- Фрагмент:
* * * * * * *
После того, как…
После того, как нашу основную организацию, которая работала с 2000 года до 2013 года, ассоциацию «Голос», включили в реестр зарегистрированных некоммерческих организаций-иностранных агентов, и тогда тоже говорили, что этот закон был написан именно под «Голос». Связано это было с тем, что как вы помните, в 2011 и в 2012 годах были массовые протесты, связанные с чем — с фальсификациями на выборах. И «Голос» власть тогда назначила одним из основных виновников этого всего.
Мы рассказывали о нарушениях, мы обучали наблюдателей, и люди своими глазами просто физически увидели, как вбрасывали, как устраивали «карусели», ну и вот «Голос» как бы виноват, и придумали этот закон. Они думали, что некоммерческие организации, которые получали иностранное финансирование, а «Голос» действительно получал иностранное финансирование, начиная с двухтысячных годов…
Что абсолютно нормально и практикуется…
Тогда это было нормой. ЦИК учредил до сих пор работающий «Фонд свободных выборов», который тоже получал деньги от USAID, то есть это было вполне в порядке вещей, и много полезных дел было сделано благодаря как раз иностранному финансированию, и благотворительные организации, и правозащитные, разные. И государство получало эти деньги для развития здравоохранения, там много всяких было полезных проектов.
И вот когда все это как бы оказалось, оказывается, нашему государству не нужно, в 2012 году приняли закон, и мы поняли, что в этом статусе работать нам просто физически не дадут, притом что включили тоже совершенно как бы по поводу, я бы сказал, поразительному.
* * * * * * *
(Записи аннотаций для детекции)
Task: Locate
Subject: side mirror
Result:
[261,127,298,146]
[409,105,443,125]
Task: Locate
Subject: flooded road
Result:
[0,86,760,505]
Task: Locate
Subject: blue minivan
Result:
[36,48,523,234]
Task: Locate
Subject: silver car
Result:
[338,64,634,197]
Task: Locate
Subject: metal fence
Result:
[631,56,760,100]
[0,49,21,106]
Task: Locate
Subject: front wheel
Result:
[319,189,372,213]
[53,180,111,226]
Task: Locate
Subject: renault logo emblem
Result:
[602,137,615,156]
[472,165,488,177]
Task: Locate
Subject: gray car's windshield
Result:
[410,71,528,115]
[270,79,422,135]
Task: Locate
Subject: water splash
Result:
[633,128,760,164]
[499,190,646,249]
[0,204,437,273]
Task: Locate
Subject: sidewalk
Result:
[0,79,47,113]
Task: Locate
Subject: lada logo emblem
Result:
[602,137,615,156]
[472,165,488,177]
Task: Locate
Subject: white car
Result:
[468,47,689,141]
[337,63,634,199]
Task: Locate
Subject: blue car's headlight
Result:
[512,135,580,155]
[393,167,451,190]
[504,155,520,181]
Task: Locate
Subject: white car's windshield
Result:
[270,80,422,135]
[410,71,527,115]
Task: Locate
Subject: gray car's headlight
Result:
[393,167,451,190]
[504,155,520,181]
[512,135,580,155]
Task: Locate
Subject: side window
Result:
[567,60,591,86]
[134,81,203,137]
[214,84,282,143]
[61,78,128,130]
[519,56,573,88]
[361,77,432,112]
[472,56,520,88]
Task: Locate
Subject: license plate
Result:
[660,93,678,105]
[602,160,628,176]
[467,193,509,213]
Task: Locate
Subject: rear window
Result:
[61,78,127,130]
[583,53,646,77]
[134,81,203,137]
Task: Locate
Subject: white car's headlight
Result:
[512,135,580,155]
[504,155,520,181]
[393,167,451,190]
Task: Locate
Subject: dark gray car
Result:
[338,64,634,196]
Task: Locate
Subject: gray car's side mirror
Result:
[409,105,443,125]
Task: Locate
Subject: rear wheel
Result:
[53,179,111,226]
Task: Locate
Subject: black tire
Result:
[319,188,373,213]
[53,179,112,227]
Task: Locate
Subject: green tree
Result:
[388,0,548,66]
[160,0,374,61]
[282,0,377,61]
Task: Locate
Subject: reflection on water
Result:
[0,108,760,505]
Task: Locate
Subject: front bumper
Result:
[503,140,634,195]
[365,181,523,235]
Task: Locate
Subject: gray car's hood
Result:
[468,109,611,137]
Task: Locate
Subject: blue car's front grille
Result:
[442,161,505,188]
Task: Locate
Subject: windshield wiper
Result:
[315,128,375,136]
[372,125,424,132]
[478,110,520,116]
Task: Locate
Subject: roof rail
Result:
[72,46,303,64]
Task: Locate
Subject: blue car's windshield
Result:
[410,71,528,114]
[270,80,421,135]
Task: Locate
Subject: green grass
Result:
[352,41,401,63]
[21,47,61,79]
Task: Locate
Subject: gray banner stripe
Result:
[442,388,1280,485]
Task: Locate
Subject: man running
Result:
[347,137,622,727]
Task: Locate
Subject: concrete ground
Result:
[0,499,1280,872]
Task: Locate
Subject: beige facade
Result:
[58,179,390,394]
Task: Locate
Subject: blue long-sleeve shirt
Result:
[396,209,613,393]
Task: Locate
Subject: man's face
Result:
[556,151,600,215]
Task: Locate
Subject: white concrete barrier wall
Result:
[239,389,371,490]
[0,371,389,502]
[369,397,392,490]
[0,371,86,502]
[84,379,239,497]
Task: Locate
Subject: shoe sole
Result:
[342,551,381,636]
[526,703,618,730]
* * * * * * *
- Что требуется:
1. Ответьте на вопросы по фрагменту об ассоциации «Голос»:
(a) В какие годы работала ассоциация «Голос»?
(b) Кто учредил «Фонд свободных выборов»?
(c) В каком году был принят закон?
2. Продолжите фрагмент об ассоциации «Голос» с того места, где он заканчивается.

- Ответы к заданиям:
1.
(a) С 2000 по 2013 год.
(b) ЦИК.
(c) В 2012 году.

2.
Как политическая деятельность это был проект избирательного кодекса, это новое законодательство, которое «Голос» разработал, предложил на рассмотрение, он был, кстати, внесен в Госдуму «Справедливой Россией» в 2011 году. А с точки зрения финансирования это Сахаровская премия свободы, то есть она состоит из некой такого вот приза как признания, и несколько тысяч евро полагалось, как финансовая ее сторона.
Мы сразу сказали — «Голос» отказывается от иностранного финансирования и не будет как бы получать никаких денег, и в том числе, сообщили организатору этой премии, что, пожалуйста, нам не присылайте, но они там, я так понимаю, у них там какой-то произошел сбой, и потом бухгалтер сказал, что никогда никто от денег не отказывался, вот мы премию присуждали…
Да, они такого не видели еще.
Да, такого не видели. И эти деньги пришли на транзитный счет ассоциации «Голос». Это как бы говорил в суде Минюст, что в «Голос» пришел, но потом выяснилось, что это транзитный счет, никакой организации не принадлежит, а как бы необходимо организации в банк принести подтверждение, что ты принимаешь эти деньги, и тогда они тебе уже присылают на твой счет, где там это все, и ты можешь ими распоряжаться.
И они сказали: так как вы эти деньги отправили обратно с этого транзитного счета, вернее, дали поручение банку, что они ошибочные и не ваши, значит, вы ими распорядились, значит, эти деньги ваши. В общем, нас на этом основании признали как бы, что мы получали эти деньги.
Но потом мы выиграли суды, и нам все эти штрафы государство обратно вернуло, но при этом вот эти основания, которые были положены во включении в реестр, потом как бы мы не смогли, сколько раз ни подавали, выйти из этого реестра. Поняли, что бесполезно, и создали движение в защиту прав избирателей «Голос».
И мы, честно говоря, я прямо очень хорошо помню, когда мы собрались с коллегами, и говорим, мы вообще дальше как, будем работать? Я не знаю, может быть, и у вас тоже такие разговоры были? Наверное, у всех «иностранных агентов», когда их включают, возникает вопрос — бросить все, пойти чем-то другим заниматься, тем более у нас люди там разносторонние, или все-таки продолжить. Потому что, ну как, чуть ли не враг народа, клеймо такое.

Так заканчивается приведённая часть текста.